**TASK TO COMPLETE:** Return every line in the records that includes the string "standing".

**PROVIDED MATERIAL:**
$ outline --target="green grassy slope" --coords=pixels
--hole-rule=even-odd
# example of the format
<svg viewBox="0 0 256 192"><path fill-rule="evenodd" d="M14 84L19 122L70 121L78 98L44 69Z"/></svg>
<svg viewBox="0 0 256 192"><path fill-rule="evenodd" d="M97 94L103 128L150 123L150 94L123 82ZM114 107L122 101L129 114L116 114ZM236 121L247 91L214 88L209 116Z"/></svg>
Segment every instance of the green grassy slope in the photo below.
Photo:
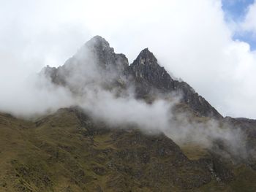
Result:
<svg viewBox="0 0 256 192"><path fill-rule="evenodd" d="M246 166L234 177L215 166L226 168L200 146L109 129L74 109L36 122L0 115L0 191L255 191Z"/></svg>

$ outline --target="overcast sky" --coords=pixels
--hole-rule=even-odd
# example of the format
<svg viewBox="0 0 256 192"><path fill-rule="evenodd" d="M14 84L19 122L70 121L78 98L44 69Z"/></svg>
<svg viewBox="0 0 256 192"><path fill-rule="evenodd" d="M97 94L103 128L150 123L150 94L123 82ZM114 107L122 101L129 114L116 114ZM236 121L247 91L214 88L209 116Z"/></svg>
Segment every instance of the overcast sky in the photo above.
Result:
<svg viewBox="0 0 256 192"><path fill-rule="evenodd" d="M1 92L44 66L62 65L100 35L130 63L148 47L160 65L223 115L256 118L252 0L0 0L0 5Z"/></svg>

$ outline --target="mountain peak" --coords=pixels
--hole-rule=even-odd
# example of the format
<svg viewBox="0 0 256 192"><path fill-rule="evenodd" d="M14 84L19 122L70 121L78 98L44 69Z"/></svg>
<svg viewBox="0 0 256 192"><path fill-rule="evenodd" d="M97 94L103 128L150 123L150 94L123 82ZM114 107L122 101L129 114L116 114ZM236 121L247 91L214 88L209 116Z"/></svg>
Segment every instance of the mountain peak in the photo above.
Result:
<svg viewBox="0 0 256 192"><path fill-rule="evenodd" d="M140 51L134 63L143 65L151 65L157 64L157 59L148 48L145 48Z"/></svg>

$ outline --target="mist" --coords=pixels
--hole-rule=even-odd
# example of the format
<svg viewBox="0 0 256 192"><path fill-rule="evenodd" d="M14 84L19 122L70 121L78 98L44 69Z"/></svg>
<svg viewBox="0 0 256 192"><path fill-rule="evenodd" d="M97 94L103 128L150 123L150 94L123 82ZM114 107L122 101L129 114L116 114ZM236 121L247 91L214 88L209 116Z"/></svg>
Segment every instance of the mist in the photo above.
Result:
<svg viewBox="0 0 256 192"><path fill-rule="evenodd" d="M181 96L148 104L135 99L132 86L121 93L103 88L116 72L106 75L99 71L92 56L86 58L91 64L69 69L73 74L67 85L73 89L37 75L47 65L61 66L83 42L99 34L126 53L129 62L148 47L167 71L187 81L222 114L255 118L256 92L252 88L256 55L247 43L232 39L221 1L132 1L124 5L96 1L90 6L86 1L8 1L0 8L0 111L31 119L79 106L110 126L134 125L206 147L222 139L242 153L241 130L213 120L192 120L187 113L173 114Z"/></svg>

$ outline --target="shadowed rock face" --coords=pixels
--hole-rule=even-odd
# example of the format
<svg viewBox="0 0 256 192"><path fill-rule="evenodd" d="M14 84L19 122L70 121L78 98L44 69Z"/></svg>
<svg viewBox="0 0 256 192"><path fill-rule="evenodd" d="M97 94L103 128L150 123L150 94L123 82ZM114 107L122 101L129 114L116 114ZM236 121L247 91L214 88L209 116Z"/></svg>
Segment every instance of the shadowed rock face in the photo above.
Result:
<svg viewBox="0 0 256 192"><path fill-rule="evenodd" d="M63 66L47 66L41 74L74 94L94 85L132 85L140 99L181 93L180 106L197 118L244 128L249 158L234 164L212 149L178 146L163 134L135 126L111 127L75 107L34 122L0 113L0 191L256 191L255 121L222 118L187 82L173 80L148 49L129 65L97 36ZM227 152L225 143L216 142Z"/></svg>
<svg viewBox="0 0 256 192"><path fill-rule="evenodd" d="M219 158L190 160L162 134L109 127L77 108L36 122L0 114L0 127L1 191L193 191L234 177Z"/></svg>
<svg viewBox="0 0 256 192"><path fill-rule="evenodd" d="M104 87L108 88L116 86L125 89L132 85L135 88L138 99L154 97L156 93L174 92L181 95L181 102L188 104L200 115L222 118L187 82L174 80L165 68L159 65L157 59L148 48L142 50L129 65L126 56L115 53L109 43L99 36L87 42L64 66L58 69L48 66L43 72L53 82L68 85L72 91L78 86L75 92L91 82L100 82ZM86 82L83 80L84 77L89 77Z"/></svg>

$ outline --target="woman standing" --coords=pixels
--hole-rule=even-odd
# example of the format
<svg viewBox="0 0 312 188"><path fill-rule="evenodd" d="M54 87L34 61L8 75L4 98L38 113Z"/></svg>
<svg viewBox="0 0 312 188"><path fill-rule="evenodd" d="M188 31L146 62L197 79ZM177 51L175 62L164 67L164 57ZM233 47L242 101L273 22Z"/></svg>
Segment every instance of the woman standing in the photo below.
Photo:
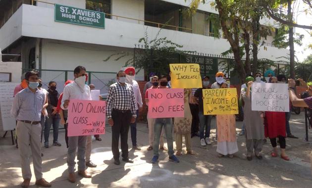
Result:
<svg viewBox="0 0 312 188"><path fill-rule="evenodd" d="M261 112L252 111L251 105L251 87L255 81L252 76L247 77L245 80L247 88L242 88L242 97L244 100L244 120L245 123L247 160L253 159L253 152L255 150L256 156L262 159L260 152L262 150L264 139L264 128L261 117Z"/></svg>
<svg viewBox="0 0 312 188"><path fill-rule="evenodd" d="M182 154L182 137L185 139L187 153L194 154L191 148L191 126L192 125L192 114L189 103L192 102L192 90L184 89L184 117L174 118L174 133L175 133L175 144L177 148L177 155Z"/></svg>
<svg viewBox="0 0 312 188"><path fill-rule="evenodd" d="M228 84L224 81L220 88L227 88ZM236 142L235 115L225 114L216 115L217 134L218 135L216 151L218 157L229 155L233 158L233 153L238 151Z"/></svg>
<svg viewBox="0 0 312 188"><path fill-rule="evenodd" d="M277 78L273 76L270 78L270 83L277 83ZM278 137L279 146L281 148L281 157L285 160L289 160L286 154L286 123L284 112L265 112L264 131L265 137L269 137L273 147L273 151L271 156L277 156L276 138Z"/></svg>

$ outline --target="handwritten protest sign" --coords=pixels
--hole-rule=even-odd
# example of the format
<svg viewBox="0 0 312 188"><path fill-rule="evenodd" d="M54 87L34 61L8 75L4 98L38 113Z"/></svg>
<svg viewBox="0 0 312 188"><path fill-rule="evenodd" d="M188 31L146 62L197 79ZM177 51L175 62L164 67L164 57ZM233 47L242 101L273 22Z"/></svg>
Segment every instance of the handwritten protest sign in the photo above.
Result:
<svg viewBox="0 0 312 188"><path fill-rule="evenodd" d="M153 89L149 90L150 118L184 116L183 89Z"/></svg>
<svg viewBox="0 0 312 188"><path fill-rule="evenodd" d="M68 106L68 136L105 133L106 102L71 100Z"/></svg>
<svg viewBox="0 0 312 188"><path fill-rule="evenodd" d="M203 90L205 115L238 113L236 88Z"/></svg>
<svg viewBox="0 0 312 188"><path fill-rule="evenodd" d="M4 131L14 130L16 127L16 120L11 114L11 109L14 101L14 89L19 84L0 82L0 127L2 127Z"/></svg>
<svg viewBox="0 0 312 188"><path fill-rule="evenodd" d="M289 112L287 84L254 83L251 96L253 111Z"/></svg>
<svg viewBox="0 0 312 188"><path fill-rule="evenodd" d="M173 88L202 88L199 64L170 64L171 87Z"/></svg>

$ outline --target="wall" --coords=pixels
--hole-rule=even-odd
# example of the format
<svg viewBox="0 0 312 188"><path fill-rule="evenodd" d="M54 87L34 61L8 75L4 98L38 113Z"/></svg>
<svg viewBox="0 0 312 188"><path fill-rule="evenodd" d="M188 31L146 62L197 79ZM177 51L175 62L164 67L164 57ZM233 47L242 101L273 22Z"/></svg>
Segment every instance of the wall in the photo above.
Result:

--

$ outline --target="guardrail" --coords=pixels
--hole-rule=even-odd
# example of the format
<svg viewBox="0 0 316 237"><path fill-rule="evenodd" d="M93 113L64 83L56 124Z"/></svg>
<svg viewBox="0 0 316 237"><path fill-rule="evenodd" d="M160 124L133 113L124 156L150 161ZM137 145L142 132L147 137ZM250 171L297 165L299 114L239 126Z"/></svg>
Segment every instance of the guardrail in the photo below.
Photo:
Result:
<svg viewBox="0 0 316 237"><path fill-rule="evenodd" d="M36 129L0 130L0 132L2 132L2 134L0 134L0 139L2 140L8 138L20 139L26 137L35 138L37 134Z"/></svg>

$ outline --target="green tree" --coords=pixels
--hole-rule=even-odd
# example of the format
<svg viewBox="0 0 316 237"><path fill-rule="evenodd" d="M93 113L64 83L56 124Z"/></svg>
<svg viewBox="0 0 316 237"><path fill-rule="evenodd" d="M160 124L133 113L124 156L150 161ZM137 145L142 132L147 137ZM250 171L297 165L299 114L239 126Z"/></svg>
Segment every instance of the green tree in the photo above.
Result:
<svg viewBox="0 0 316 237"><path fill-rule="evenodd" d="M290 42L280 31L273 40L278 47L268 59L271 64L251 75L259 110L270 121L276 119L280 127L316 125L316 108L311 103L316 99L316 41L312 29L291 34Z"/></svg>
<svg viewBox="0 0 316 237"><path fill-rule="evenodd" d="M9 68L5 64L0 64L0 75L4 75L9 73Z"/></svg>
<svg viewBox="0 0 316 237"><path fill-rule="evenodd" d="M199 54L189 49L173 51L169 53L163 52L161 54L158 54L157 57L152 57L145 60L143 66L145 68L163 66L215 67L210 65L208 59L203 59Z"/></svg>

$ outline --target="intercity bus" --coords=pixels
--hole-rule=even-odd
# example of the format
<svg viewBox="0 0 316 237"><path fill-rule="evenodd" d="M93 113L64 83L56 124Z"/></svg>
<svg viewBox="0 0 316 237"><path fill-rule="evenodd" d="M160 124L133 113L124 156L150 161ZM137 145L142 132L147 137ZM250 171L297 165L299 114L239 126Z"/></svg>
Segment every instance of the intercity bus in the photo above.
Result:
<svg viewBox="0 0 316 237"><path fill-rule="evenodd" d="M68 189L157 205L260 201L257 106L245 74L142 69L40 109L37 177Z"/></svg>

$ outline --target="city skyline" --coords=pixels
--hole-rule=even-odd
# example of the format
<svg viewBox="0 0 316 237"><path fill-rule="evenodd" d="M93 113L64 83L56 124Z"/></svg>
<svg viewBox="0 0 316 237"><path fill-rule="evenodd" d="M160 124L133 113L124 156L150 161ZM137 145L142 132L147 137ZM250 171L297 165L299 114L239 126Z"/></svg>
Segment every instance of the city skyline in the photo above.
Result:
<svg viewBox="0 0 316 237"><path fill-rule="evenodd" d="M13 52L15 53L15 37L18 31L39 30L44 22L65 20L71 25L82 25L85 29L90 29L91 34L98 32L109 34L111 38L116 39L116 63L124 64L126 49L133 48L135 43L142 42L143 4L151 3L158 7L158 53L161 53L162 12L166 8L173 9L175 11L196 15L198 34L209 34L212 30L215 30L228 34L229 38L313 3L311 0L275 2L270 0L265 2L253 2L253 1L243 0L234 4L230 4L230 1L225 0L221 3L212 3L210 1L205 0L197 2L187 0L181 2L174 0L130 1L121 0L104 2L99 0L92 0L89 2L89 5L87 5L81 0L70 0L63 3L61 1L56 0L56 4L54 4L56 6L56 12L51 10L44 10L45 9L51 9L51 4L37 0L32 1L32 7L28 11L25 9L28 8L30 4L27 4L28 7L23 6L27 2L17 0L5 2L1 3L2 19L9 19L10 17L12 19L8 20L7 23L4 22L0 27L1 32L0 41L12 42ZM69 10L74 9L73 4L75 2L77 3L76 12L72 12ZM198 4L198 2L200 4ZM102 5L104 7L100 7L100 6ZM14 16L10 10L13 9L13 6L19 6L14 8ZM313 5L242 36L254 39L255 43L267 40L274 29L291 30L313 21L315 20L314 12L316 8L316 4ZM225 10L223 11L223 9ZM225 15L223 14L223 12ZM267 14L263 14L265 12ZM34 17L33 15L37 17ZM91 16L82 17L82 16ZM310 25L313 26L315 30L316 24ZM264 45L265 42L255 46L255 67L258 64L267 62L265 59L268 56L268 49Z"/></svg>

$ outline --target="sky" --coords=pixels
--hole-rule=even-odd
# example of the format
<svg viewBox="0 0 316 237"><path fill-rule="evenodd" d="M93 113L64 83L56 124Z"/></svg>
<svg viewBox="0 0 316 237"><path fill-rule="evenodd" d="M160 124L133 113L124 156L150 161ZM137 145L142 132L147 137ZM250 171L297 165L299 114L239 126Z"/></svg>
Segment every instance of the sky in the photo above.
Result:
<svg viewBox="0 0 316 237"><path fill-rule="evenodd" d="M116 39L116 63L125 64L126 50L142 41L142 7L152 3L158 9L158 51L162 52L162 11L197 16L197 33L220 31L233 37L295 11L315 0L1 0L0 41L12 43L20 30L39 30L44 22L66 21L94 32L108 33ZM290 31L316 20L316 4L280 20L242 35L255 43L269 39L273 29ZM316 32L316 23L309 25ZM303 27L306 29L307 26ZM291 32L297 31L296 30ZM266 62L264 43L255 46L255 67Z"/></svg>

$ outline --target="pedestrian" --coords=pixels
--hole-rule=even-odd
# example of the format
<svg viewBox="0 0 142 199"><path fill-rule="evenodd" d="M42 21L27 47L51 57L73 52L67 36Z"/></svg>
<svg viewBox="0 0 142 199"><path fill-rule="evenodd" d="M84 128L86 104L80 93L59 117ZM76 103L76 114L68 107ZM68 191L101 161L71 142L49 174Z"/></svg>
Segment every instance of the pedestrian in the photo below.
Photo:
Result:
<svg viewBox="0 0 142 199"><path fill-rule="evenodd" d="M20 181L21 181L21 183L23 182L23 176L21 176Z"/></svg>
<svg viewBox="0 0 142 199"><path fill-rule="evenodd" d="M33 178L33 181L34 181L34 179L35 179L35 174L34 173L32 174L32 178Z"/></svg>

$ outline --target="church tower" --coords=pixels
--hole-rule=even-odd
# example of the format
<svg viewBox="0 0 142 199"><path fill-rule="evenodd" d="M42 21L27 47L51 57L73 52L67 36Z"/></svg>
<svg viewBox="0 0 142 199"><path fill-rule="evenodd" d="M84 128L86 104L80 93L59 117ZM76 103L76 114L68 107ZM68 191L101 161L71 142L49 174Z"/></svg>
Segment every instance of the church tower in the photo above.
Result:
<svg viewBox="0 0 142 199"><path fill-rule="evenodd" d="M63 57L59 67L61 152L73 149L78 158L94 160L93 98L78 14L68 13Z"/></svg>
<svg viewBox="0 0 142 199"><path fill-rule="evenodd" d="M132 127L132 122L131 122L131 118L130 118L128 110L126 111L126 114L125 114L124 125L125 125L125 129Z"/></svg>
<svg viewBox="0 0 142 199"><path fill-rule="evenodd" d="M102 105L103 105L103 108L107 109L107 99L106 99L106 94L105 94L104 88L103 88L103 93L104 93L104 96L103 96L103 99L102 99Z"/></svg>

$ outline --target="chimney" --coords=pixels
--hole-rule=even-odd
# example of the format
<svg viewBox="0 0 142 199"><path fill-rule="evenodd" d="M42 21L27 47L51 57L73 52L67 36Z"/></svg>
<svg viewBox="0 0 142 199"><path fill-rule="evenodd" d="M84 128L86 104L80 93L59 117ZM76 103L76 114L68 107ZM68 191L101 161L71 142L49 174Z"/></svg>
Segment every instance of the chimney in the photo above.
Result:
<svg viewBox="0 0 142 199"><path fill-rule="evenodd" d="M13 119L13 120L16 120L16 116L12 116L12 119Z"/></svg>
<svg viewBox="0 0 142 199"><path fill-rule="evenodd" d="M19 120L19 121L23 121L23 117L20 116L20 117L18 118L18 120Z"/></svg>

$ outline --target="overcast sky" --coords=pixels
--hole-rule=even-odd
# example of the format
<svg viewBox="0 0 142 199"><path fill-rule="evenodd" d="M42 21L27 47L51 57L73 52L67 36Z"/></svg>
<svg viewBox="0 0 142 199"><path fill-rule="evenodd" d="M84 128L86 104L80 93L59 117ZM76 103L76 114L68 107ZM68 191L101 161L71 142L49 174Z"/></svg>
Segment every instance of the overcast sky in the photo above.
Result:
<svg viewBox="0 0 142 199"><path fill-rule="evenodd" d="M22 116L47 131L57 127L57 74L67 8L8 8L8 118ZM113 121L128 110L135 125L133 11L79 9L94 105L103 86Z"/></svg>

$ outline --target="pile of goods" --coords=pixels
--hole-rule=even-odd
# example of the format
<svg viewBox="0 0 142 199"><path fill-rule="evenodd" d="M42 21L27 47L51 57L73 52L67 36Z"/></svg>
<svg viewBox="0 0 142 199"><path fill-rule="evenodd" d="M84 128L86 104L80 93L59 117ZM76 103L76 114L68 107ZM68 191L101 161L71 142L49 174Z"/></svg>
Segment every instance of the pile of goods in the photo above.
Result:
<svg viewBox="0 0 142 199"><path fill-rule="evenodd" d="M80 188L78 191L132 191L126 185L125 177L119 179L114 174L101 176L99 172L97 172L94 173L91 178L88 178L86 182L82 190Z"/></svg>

**SOLUTION FOR THIS EXERCISE:**
$ outline --target="woman standing" --coords=pixels
Segment every instance of the woman standing in the photo below.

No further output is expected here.